START Given data

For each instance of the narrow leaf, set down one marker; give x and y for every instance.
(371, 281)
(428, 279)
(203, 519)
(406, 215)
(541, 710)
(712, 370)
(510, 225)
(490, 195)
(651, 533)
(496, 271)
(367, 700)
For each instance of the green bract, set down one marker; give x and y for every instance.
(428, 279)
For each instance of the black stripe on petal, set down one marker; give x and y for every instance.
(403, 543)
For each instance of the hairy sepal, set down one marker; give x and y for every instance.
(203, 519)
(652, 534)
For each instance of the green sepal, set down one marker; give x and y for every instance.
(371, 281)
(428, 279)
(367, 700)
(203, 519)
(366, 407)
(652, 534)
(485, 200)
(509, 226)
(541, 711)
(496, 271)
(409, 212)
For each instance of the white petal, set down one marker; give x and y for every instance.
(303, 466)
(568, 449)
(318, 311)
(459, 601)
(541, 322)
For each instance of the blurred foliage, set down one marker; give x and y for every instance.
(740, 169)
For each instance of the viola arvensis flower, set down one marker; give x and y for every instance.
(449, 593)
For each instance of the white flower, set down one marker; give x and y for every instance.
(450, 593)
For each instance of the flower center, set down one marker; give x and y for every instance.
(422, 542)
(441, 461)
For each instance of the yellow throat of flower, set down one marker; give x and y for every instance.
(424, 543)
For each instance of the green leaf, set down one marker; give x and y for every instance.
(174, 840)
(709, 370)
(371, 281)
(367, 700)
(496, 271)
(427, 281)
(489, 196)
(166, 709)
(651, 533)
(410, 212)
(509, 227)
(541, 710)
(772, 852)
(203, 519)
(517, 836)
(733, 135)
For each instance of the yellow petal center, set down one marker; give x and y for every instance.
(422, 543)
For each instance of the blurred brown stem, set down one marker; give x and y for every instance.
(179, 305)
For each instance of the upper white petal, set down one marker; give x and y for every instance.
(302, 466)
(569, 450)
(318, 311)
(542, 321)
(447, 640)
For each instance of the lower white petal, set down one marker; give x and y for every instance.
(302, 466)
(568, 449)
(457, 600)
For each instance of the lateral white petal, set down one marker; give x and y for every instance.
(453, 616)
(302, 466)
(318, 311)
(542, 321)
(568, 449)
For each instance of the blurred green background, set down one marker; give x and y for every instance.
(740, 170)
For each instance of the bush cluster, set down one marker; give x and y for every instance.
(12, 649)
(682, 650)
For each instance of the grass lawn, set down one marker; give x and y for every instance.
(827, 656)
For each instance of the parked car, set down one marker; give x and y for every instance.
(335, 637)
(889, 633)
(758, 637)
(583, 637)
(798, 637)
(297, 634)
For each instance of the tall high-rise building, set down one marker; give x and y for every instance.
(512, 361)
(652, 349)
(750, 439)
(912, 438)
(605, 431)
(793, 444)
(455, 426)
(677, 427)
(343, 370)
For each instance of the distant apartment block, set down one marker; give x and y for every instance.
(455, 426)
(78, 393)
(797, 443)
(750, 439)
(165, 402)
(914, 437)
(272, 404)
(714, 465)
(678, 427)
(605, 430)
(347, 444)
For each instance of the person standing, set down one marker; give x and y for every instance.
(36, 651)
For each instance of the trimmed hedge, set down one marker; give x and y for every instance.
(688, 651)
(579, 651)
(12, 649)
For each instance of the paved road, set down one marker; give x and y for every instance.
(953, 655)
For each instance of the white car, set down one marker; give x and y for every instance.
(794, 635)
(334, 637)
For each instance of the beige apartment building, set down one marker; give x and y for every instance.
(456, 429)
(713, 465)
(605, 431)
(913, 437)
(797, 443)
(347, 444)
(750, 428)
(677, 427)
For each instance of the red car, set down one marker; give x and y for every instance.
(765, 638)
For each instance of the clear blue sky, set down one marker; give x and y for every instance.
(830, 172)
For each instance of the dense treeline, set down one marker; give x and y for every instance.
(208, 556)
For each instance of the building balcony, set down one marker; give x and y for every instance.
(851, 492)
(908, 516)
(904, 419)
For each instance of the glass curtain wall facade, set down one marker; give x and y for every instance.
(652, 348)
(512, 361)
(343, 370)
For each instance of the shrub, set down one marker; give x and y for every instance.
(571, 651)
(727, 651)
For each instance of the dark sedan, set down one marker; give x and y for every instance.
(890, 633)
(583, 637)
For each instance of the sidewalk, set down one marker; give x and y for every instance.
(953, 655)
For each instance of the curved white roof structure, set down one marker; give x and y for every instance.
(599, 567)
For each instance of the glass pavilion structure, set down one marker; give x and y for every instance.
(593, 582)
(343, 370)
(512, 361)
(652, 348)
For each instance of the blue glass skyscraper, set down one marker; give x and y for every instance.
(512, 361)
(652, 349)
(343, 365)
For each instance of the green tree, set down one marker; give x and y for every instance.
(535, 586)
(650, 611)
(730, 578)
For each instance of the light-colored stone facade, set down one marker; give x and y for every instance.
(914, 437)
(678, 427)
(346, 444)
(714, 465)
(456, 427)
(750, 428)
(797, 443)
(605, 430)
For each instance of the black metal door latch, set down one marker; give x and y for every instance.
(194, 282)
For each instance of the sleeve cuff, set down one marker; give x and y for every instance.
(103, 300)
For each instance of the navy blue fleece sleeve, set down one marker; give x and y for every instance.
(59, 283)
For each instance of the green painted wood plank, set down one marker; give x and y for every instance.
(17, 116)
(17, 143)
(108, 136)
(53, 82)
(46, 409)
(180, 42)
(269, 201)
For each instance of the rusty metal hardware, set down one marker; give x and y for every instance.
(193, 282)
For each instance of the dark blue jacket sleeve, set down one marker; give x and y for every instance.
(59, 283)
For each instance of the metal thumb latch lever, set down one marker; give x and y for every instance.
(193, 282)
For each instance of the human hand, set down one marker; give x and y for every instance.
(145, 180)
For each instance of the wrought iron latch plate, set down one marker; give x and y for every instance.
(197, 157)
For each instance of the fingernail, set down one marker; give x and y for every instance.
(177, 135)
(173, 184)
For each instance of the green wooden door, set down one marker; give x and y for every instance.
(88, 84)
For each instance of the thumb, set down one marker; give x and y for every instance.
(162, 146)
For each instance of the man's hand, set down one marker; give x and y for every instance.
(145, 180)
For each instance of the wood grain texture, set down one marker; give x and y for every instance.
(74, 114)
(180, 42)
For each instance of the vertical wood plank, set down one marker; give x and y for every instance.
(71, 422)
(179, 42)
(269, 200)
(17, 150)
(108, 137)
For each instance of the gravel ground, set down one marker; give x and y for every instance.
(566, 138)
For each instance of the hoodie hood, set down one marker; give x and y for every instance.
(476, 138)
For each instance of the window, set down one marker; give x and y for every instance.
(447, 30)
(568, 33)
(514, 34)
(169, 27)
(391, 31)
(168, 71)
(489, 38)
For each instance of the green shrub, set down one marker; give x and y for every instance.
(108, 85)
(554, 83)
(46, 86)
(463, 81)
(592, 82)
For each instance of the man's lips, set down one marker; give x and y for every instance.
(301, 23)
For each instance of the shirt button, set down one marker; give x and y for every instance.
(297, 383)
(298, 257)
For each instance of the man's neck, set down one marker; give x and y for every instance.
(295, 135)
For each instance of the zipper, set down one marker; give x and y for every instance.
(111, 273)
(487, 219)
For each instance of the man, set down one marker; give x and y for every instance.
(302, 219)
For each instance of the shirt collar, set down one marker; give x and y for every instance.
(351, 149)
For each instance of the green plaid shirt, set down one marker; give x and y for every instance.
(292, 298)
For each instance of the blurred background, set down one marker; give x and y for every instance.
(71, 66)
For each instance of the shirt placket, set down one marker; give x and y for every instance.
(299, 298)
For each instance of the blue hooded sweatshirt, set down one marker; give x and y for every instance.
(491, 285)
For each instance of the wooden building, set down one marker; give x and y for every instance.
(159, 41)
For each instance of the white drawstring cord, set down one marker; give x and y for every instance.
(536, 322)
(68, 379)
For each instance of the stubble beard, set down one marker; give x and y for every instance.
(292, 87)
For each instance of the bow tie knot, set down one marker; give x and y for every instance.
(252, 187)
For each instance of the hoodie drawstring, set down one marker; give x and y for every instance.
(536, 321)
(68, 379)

END Given data

## [What you will do]
Your answer should consist of the lines from the line with "For each instance of the shirt placket, set" through the last line of the data, set down exactly, both included.

## [Final answer]
For each instance of the shirt placket, set down one marker; give x and y for every instance.
(299, 298)
For each instance of the blue hooded sweatshirt, set down one marker; give x and y for every instance.
(491, 285)
For each instance of the wooden building, set down one marker; give x and y for every instance.
(159, 41)
For each instance of the white drawstring cord, set down one marker; give x and y for every instance.
(536, 322)
(68, 379)
For each instance of the stubble beard, set down one marker; give x and y for every instance.
(292, 87)
For each instance of the bow tie knot, set down one marker; give x and y for every instance.
(252, 187)
For each instance of the hoodie drawstring, set down one marker; give x and y for every instance.
(536, 321)
(68, 379)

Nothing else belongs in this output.